Collected data entries
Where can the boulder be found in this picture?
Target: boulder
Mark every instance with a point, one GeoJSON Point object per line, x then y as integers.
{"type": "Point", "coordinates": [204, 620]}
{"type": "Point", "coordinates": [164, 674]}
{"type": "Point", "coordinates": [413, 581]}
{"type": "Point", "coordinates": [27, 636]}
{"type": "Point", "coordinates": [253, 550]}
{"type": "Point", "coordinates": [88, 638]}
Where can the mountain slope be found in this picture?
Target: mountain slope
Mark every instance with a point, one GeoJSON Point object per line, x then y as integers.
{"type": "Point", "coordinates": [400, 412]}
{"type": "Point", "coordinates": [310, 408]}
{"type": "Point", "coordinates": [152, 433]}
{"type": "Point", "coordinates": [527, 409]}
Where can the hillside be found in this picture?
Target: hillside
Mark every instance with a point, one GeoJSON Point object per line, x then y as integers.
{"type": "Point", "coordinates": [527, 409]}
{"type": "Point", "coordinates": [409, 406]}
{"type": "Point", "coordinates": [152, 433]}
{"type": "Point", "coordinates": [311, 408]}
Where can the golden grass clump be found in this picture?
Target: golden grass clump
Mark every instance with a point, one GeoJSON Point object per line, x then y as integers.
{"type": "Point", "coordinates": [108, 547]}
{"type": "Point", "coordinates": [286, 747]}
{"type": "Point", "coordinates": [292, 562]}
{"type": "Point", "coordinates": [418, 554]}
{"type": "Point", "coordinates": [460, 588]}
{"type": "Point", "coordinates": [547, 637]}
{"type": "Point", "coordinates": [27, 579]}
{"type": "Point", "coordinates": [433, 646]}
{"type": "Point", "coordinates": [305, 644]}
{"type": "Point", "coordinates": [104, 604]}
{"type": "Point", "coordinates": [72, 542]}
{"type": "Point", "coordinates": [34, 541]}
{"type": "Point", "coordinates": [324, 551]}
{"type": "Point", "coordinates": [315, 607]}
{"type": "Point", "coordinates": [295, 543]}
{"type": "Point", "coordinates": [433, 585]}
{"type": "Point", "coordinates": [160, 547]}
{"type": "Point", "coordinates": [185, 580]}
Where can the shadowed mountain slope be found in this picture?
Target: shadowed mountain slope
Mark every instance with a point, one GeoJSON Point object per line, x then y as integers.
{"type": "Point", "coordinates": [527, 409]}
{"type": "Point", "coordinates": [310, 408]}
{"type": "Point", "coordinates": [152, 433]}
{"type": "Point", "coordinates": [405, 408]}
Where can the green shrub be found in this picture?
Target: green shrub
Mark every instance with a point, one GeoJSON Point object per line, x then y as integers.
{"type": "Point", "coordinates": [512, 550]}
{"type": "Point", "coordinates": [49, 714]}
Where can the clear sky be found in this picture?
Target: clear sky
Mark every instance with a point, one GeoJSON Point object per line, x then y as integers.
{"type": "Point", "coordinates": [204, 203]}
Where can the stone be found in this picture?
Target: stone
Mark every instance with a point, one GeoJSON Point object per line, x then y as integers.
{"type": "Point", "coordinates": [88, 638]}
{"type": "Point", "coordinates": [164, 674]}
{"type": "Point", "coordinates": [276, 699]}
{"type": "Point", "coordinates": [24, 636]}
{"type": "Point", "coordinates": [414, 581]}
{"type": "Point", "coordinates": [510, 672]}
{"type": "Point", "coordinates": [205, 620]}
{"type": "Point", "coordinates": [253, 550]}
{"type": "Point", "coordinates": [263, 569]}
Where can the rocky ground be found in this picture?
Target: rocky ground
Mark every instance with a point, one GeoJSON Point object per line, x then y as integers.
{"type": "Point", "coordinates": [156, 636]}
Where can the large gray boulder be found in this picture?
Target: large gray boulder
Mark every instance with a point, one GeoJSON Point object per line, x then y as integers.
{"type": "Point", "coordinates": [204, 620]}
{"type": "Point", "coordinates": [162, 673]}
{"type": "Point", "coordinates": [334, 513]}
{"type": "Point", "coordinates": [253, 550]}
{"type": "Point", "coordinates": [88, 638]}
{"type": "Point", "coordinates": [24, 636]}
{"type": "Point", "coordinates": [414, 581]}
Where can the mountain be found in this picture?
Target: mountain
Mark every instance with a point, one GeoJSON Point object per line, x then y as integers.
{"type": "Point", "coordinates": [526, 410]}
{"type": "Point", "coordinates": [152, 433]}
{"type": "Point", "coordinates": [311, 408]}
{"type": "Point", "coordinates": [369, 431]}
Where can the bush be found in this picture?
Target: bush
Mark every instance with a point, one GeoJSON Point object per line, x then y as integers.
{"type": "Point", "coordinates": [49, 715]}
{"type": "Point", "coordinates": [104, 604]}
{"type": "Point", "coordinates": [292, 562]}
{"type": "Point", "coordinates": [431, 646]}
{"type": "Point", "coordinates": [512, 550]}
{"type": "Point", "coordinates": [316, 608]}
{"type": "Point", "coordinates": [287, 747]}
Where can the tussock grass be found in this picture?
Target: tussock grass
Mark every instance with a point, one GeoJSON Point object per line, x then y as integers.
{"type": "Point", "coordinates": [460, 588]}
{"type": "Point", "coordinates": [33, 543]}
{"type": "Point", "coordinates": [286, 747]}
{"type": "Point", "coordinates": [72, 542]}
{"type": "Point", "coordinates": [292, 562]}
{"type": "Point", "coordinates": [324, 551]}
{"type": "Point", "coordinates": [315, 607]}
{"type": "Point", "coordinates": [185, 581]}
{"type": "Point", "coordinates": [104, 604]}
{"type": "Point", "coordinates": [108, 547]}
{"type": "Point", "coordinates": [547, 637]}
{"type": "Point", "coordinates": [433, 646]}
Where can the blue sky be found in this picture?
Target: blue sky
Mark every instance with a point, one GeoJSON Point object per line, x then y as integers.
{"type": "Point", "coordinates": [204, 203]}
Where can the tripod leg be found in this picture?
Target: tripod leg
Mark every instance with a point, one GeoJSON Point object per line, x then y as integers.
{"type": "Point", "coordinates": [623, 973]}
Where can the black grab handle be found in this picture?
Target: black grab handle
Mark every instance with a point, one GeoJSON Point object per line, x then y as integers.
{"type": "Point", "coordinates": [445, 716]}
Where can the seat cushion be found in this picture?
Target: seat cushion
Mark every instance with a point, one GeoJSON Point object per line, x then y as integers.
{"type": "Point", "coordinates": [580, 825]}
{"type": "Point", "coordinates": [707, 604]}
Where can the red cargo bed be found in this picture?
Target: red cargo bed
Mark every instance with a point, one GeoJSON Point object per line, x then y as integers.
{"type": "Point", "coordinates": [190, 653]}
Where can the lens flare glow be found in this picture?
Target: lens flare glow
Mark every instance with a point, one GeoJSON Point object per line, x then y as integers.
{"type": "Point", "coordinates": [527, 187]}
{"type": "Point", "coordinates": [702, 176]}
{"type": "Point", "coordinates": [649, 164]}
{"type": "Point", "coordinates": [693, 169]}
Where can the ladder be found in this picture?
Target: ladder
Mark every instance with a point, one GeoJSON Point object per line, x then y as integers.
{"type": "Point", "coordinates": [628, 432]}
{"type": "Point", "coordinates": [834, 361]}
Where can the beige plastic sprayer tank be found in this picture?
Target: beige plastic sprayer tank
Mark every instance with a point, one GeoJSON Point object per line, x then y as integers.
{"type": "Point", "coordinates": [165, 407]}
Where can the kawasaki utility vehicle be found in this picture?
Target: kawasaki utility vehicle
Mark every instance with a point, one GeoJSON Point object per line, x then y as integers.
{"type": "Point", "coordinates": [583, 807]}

* **Given instruction**
Render the lines from the one containing "Where can the kawasaki" through the end of the records as a Markdown table with the columns Row and Line, numbering each line in Row and omitting any blank lines.

* **Finished answer**
| Row | Line |
|---|---|
| 1 | Where can the kawasaki utility vehicle be found in this picture? |
| 2 | Target: kawasaki utility vehicle |
| 3 | Mark every instance with a point, one GeoJSON Point object per line, x then y as integers. |
| 4 | {"type": "Point", "coordinates": [583, 807]} |